[[ STUDY MATERIAL open ]]

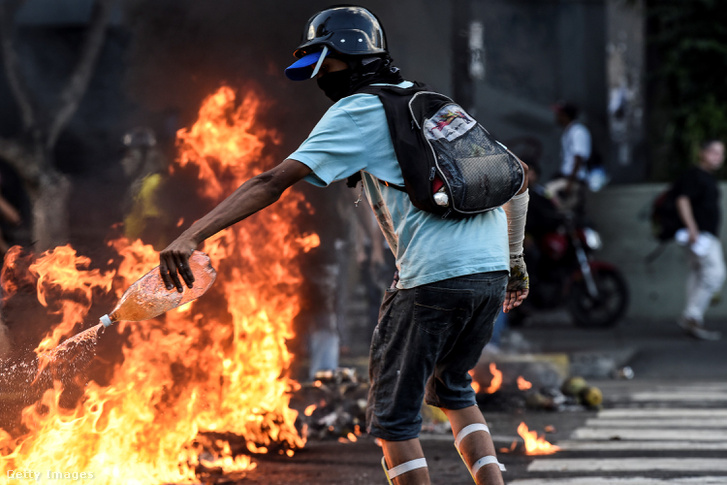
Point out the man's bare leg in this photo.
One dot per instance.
(475, 445)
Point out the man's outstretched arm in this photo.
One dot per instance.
(252, 196)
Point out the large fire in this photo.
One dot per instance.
(217, 367)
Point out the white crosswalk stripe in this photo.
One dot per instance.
(658, 434)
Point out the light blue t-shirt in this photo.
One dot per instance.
(353, 136)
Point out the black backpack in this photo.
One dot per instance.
(665, 221)
(445, 155)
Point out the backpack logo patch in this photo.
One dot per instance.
(449, 123)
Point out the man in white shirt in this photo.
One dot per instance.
(575, 150)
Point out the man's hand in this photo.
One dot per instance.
(518, 287)
(174, 262)
(514, 299)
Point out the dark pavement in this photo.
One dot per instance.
(658, 352)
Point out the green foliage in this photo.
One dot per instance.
(688, 42)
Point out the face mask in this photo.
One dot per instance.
(335, 84)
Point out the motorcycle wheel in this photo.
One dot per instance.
(605, 310)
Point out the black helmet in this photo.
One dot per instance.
(348, 30)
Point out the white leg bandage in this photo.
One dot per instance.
(405, 467)
(469, 429)
(485, 460)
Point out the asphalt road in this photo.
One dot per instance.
(662, 427)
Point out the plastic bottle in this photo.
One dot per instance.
(148, 297)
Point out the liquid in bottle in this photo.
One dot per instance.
(148, 297)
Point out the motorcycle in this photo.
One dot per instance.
(565, 273)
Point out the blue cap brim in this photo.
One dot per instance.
(302, 69)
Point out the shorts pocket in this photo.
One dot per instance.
(436, 310)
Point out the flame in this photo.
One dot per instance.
(219, 364)
(523, 384)
(535, 445)
(475, 384)
(496, 381)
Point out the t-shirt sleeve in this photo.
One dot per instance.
(333, 149)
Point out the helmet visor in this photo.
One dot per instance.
(307, 66)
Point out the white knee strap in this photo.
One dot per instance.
(405, 467)
(486, 460)
(469, 429)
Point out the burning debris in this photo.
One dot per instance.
(183, 385)
(510, 393)
(338, 409)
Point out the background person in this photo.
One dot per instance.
(697, 200)
(575, 151)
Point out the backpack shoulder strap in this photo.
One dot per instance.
(395, 101)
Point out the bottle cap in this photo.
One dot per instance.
(106, 321)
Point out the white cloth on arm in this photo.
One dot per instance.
(516, 210)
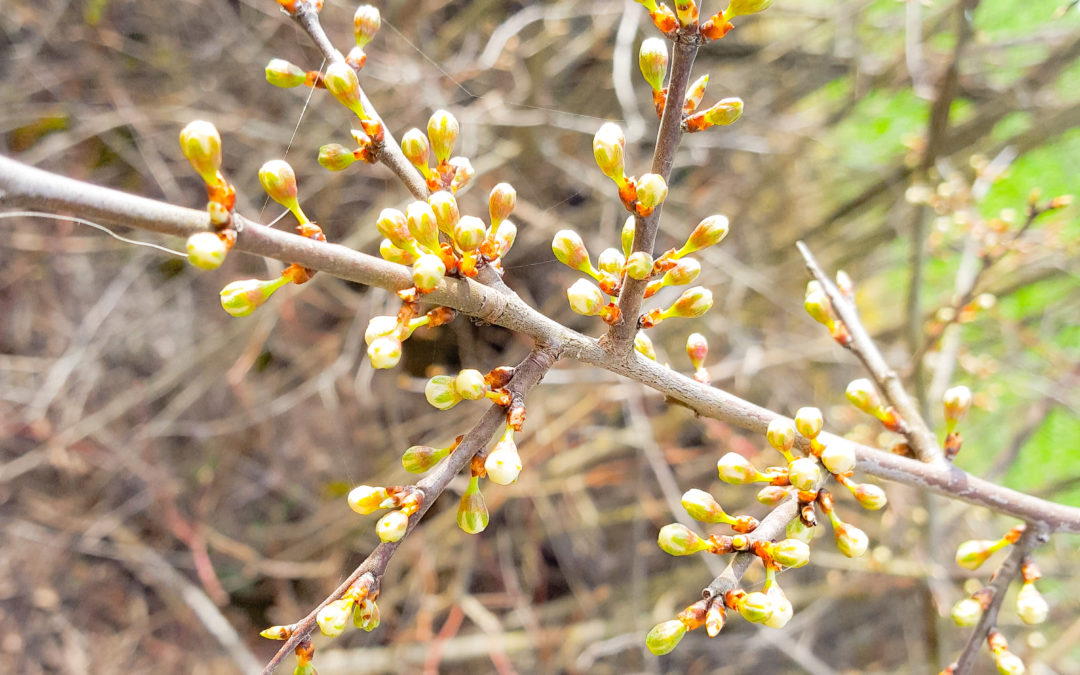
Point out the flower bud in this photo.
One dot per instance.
(335, 157)
(611, 261)
(871, 497)
(422, 226)
(790, 552)
(737, 470)
(781, 434)
(664, 636)
(385, 352)
(652, 61)
(333, 618)
(240, 298)
(366, 499)
(756, 607)
(281, 72)
(651, 191)
(341, 81)
(445, 207)
(644, 346)
(472, 510)
(443, 132)
(709, 232)
(740, 8)
(639, 266)
(805, 473)
(500, 202)
(428, 271)
(957, 401)
(585, 298)
(206, 251)
(862, 394)
(470, 385)
(503, 463)
(441, 392)
(366, 615)
(850, 540)
(365, 24)
(416, 149)
(392, 526)
(967, 611)
(202, 145)
(677, 539)
(470, 232)
(838, 457)
(608, 148)
(1030, 606)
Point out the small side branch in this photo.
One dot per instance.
(919, 434)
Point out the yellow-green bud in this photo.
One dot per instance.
(341, 81)
(281, 72)
(585, 298)
(441, 392)
(443, 132)
(470, 232)
(422, 226)
(809, 421)
(366, 499)
(781, 434)
(652, 61)
(677, 539)
(470, 385)
(651, 191)
(472, 510)
(392, 526)
(428, 271)
(202, 145)
(333, 618)
(608, 148)
(664, 636)
(240, 298)
(725, 111)
(206, 251)
(365, 24)
(445, 207)
(967, 611)
(709, 232)
(838, 457)
(503, 463)
(639, 266)
(805, 473)
(335, 157)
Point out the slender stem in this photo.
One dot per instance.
(620, 337)
(28, 187)
(527, 375)
(1034, 536)
(918, 433)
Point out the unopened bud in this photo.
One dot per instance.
(392, 526)
(664, 636)
(677, 539)
(365, 24)
(441, 393)
(652, 61)
(443, 132)
(608, 149)
(206, 251)
(472, 510)
(202, 145)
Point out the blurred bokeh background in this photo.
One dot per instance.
(172, 480)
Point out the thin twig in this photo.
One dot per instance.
(527, 375)
(1035, 535)
(919, 435)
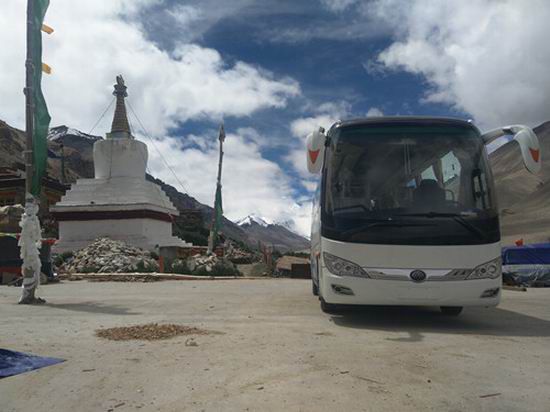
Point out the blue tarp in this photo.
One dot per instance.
(534, 254)
(14, 363)
(527, 265)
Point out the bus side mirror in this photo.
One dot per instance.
(315, 146)
(528, 143)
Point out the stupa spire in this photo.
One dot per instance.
(120, 127)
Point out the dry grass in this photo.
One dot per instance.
(150, 331)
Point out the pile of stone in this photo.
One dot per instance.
(239, 256)
(110, 256)
(205, 265)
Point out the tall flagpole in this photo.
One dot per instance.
(29, 99)
(30, 238)
(214, 227)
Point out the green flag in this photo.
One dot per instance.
(40, 113)
(218, 211)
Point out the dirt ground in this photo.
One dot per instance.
(276, 351)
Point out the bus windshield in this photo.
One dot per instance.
(408, 185)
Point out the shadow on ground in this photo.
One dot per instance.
(417, 321)
(93, 307)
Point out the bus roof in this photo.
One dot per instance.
(404, 120)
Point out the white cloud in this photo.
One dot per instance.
(487, 58)
(338, 5)
(374, 112)
(251, 184)
(96, 40)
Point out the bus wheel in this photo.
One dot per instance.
(329, 308)
(451, 310)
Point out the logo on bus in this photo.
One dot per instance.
(418, 276)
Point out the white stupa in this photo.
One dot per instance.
(119, 202)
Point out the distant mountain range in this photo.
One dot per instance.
(278, 235)
(77, 148)
(523, 199)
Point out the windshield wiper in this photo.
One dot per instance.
(383, 223)
(457, 217)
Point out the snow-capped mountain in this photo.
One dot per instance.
(59, 132)
(250, 219)
(281, 236)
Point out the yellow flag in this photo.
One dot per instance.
(46, 69)
(47, 29)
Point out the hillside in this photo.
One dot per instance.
(78, 152)
(523, 199)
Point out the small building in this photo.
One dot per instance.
(293, 267)
(118, 203)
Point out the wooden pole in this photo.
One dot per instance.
(212, 235)
(29, 101)
(30, 226)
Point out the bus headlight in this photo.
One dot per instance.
(489, 270)
(343, 267)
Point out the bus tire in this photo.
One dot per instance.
(451, 310)
(329, 308)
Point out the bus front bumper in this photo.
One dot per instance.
(365, 291)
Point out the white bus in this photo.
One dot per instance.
(405, 212)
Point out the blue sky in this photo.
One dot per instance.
(273, 70)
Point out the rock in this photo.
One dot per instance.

[[ STUDY MATERIAL closed ]]

**ACTIVITY**
Return the line where "Point out the snow-capped" appears, then every line after it to the end of the listing, all exactly as written.

**YOUR RESPONSE**
Point out the snow-capped mountain in this photo.
One dot per instance.
(59, 132)
(250, 219)
(281, 236)
Point out the yellow flag in this photo.
One dot per instance.
(46, 69)
(47, 29)
Point out the hillside in this photo.
One dot per instance.
(78, 152)
(523, 199)
Point out the small building in this photo.
One dot per instance.
(293, 267)
(118, 203)
Point out the wooden pole in this photo.
One dot per instance.
(212, 235)
(29, 101)
(30, 226)
Point out the bus headlight in this photo.
One dot per instance.
(489, 270)
(343, 267)
Point out the bus tire in this photo.
One dot per instance.
(451, 310)
(329, 308)
Point out the bus front bumper in this photo.
One dot per instance.
(365, 291)
Point out the white bus in this photo.
One dot per instance.
(405, 212)
Point out the blue sky in this photo.
One dot per instance.
(273, 70)
Point out the rock in this photo.
One dot per instance.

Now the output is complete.